─── INPUT RECORDS ───

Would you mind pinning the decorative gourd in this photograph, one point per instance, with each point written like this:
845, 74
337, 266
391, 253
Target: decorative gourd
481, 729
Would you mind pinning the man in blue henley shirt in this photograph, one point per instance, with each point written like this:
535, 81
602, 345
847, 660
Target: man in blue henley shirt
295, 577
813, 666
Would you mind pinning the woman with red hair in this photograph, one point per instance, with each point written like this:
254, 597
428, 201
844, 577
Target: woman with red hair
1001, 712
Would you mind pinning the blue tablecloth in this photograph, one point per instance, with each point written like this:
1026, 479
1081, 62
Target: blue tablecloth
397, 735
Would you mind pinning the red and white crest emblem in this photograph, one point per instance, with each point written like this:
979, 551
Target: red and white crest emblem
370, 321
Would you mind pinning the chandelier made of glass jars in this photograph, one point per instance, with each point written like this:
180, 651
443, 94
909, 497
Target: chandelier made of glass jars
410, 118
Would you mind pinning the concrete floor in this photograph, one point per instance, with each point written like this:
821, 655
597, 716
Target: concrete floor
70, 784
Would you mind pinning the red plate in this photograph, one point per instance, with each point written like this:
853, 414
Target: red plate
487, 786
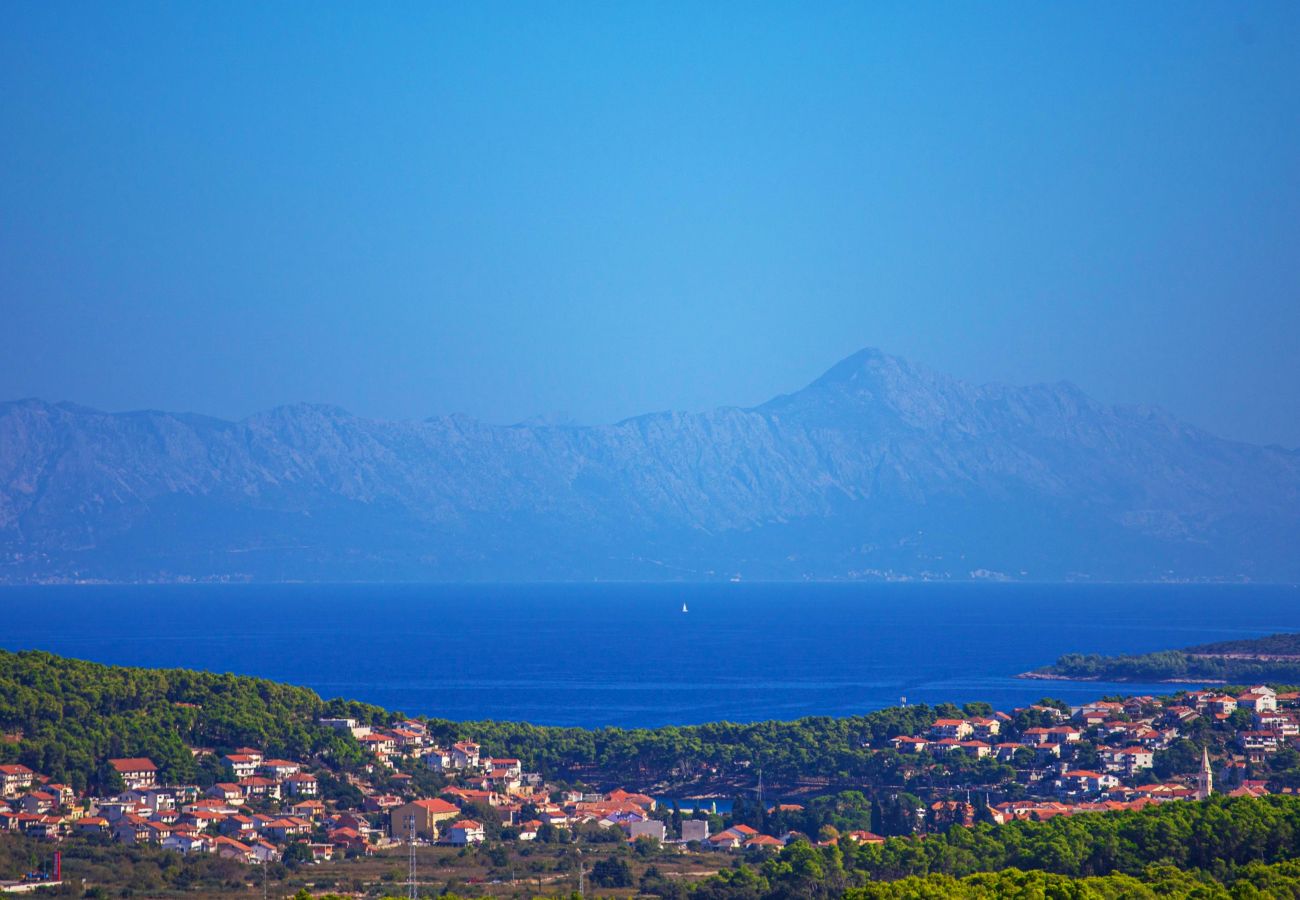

───

**AIM OF THE TASK**
Please copy out all of the records above word for word, leaving the pictures out of your answer.

**ANSWER TO THE TASK**
Would you mind pinning the decorative gourd in this photograph, one point per instance, with each point written like this:
845, 74
337, 266
391, 253
Target: decorative gourd
481, 729
Would you mind pinning the man in blue henley shirt in this photograph, one point per instance, with each point written like this:
535, 81
602, 345
847, 660
Target: man in blue henley shirt
295, 577
813, 666
Would you mind pinning the woman with red hair in this photograph, one point per instance, with each point written like this:
254, 597
428, 201
844, 577
Target: woman with red hair
1001, 712
Would you mind pinning the blue tablecloth in this photograph, one point per instance, with each point written like this:
1026, 479
1081, 62
Target: blue tablecloth
397, 735
Would you mind pinning the red and white crest emblem in this photograph, one point per instance, with each point written like this:
979, 551
Target: red and white crest emblem
370, 321
Would you mind pinning the chandelier made of glass jars in this photograph, one point per instance, with each point written like this:
180, 651
443, 94
909, 497
Target: chandelier made of glass jars
410, 118
Would you mind pinning the concrete floor in this photograph, one point per instance, with each point written like this:
821, 655
597, 716
Target: concrete floor
70, 784
Would you mind pinning the red plate in this photograph, one point per instance, with each point written like this:
853, 414
Target: red plate
487, 786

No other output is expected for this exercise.